■ **PROBLEM STATEMENT**: Write out exactly the lines from the one containing "e.g. [[320, 86]]" through the last line of the records below, both included, and leave out any pictures.

■ **LISTED ENTRIES**:

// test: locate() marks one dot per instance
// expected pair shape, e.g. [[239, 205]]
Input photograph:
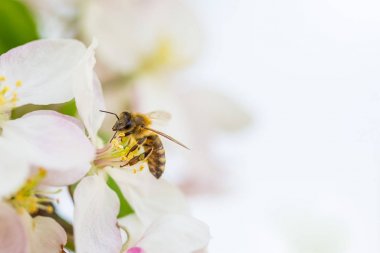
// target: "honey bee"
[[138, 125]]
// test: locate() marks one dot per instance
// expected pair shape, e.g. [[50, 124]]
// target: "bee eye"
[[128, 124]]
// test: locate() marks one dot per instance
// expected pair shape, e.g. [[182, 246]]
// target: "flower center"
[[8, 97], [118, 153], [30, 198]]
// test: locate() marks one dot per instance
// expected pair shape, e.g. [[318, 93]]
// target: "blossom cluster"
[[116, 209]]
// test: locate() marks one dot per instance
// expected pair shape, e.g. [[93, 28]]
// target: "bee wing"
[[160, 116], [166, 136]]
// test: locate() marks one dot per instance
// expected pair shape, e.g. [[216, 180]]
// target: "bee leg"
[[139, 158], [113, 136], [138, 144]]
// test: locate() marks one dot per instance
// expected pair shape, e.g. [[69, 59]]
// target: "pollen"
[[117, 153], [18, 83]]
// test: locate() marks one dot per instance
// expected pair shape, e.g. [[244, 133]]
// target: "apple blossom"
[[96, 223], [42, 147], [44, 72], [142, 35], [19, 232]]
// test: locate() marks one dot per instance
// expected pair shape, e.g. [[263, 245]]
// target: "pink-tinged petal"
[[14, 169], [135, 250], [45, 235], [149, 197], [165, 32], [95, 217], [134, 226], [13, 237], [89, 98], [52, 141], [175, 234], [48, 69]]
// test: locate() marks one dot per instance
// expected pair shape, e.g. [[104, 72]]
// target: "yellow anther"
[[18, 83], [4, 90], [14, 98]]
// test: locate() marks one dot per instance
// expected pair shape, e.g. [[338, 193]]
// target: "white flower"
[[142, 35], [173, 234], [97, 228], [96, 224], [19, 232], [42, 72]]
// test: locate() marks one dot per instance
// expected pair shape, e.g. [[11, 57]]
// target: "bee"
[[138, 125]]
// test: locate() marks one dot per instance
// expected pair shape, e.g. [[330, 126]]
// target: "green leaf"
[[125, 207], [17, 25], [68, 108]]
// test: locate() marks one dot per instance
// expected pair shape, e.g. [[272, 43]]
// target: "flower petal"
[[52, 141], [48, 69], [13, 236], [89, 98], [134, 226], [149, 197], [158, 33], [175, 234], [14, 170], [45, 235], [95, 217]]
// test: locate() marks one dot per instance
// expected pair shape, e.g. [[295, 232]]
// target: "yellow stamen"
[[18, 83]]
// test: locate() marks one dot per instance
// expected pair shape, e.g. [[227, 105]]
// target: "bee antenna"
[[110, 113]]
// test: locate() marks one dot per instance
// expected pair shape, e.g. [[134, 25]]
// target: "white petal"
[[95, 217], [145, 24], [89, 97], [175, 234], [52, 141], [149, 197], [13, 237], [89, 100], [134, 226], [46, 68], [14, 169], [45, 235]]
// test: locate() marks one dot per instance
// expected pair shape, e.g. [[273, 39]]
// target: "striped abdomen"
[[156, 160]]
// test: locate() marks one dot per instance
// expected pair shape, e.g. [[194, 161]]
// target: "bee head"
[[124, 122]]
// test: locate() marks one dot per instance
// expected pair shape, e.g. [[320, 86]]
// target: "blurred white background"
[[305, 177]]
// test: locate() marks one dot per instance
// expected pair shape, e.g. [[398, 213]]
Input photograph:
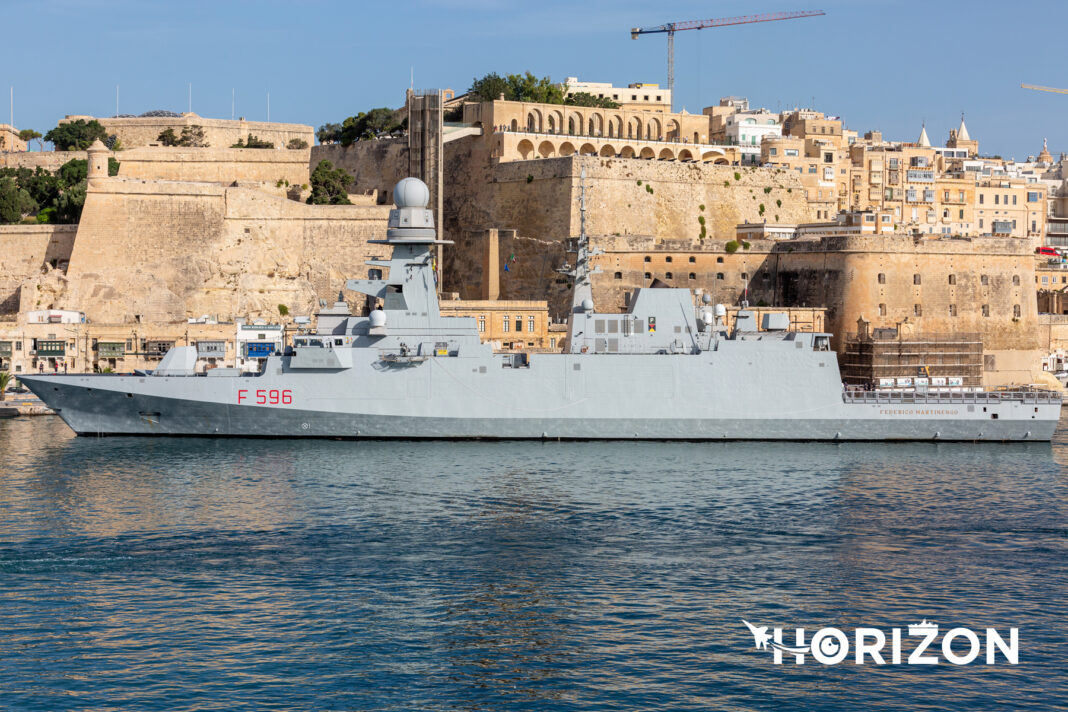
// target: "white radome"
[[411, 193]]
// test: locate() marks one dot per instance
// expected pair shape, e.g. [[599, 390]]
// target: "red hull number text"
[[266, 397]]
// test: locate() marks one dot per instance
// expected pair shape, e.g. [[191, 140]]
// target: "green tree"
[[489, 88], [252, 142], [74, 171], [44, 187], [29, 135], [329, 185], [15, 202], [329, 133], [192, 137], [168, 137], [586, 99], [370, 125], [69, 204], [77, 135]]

■ **SOLUTION FOR THIS EXERCISE**:
// expected pair shape, e.g. [[320, 86]]
// target: "blurred white background"
[[305, 177]]
// test: locate() marks one dot per instance
// expected pair shape, e.g. [[398, 213]]
Input photograph:
// target: "white radome"
[[411, 193]]
// test: locate() marks one dot per instance
// expected pair shape, e.g. [[599, 390]]
// target: "red hull number text"
[[266, 397]]
// test: locate() marks one dot per instance
// expected pair shape, e.g. [[191, 140]]
// target: "green tree"
[[489, 88], [252, 142], [74, 171], [44, 187], [29, 135], [329, 185], [15, 202], [329, 133], [192, 137], [168, 137], [586, 99], [370, 125], [69, 204], [77, 135]]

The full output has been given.